= Exercise directions =
Please recast the rows below as a JSON list of strings, one string per line, from the line containing "like x=453, y=142." through the last line of the rows. Leave out any blank lines.

[begin Dataset rows]

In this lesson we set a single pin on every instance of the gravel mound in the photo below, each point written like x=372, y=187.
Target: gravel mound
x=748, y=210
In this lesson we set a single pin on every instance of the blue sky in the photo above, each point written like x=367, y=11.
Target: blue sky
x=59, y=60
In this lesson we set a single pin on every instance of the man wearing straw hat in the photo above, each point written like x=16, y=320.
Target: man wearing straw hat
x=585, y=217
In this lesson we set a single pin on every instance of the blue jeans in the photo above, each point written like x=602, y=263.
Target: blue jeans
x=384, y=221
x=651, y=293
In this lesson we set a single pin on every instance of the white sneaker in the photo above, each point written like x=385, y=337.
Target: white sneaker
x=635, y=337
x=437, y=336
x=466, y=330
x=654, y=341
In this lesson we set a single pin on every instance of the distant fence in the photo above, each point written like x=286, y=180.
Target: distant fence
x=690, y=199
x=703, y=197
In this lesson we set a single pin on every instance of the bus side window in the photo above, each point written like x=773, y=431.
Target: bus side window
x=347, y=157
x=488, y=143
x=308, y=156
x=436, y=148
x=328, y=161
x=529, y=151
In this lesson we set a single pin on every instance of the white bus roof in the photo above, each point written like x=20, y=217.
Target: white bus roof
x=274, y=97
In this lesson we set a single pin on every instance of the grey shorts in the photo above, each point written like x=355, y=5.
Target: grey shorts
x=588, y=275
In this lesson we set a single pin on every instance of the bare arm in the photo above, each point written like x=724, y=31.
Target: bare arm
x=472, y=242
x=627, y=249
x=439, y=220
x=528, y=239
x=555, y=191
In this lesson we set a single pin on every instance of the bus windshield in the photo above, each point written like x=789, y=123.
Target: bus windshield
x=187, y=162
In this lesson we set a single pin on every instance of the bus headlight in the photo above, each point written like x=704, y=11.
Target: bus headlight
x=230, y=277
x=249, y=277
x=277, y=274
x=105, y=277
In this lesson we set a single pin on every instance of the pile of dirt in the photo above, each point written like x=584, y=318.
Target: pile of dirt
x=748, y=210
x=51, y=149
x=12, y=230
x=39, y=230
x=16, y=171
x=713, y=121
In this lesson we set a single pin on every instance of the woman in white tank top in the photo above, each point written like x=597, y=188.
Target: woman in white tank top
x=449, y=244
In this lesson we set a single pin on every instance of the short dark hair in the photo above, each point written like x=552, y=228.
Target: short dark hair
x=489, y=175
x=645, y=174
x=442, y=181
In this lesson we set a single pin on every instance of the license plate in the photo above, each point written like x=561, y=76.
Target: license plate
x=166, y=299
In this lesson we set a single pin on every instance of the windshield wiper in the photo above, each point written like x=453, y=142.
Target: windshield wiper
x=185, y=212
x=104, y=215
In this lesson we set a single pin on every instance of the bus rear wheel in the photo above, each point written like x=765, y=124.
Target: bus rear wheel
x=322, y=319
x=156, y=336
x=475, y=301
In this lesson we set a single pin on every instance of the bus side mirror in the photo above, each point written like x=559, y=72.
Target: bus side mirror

[end Dataset rows]

= Correct answer =
[
  "In this lesson we set a single pin on every instance of the windshield wiper in the photo above, each point written like x=453, y=142.",
  "Target: windshield wiper",
  "x=185, y=212",
  "x=104, y=215",
  "In this lesson we set a single pin on every instance of the bus rear wheel in the photo above, each point written like x=765, y=124.",
  "Target: bus rear wheel",
  "x=322, y=319",
  "x=156, y=336",
  "x=475, y=301",
  "In this lesson we set a single pin on every instance of the bus side mirror in the photo above, each point written like x=559, y=72.",
  "Target: bus side mirror"
]